**ACTIVITY:**
All lines below containing "opening" are to be listed.

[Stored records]
+-------+

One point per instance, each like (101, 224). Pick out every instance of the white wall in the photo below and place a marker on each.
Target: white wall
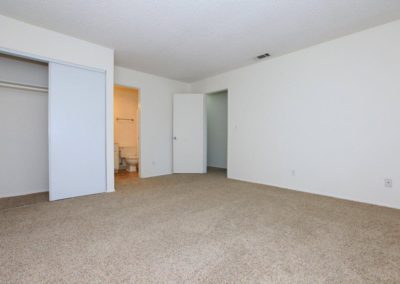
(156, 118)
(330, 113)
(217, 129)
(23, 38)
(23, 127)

+-------+

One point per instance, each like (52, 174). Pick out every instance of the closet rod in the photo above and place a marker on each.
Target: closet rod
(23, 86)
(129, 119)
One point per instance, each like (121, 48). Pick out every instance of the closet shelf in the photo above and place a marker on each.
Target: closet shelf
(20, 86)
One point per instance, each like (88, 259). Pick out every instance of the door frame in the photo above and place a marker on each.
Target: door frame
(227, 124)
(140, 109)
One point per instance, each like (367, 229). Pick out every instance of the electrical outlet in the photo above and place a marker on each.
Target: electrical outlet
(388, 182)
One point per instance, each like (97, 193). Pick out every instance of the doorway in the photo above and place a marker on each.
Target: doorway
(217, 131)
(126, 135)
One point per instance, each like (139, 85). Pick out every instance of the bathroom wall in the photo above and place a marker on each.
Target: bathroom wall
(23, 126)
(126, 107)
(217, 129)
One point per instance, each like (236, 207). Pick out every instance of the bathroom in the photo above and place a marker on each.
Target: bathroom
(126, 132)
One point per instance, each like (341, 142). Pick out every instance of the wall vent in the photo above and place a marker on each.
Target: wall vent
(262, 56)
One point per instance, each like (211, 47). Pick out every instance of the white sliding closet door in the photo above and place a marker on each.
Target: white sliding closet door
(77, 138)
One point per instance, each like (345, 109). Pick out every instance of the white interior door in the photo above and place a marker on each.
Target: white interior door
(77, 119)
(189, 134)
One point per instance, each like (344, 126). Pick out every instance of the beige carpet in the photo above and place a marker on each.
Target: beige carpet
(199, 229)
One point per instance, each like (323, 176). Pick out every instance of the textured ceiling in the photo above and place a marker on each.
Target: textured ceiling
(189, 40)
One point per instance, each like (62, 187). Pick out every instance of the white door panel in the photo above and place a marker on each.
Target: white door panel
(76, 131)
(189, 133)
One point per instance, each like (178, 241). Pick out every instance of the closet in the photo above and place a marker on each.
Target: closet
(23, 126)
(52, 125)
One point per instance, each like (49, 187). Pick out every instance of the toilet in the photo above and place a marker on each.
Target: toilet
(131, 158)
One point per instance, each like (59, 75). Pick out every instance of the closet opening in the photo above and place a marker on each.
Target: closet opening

+-------+

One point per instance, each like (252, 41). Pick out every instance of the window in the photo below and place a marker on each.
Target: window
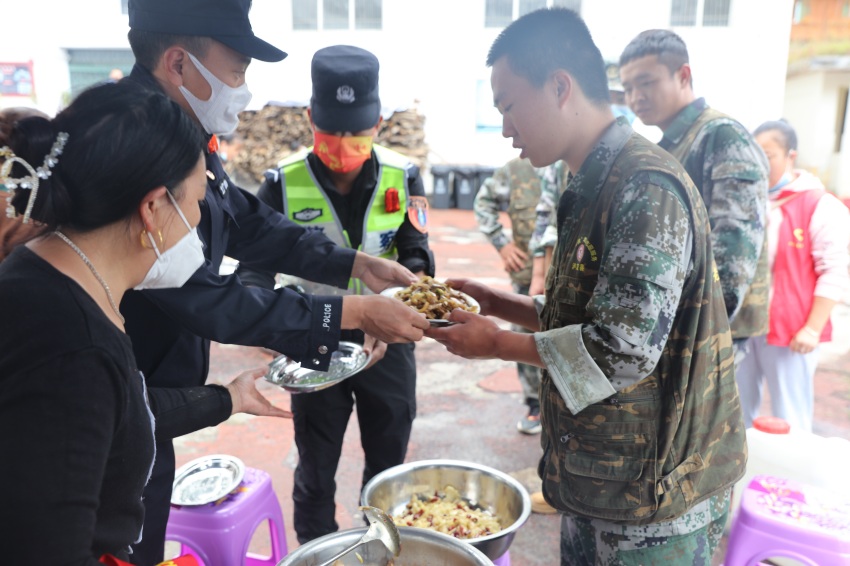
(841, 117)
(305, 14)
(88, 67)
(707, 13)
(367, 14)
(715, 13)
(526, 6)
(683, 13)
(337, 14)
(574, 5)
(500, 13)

+-------+

**RESPONSE TO THE EXERCISE:**
One point per instance, each like (59, 75). Pick out every instance of the closet opening in the photo above and place a marker on each.
Target: closet opening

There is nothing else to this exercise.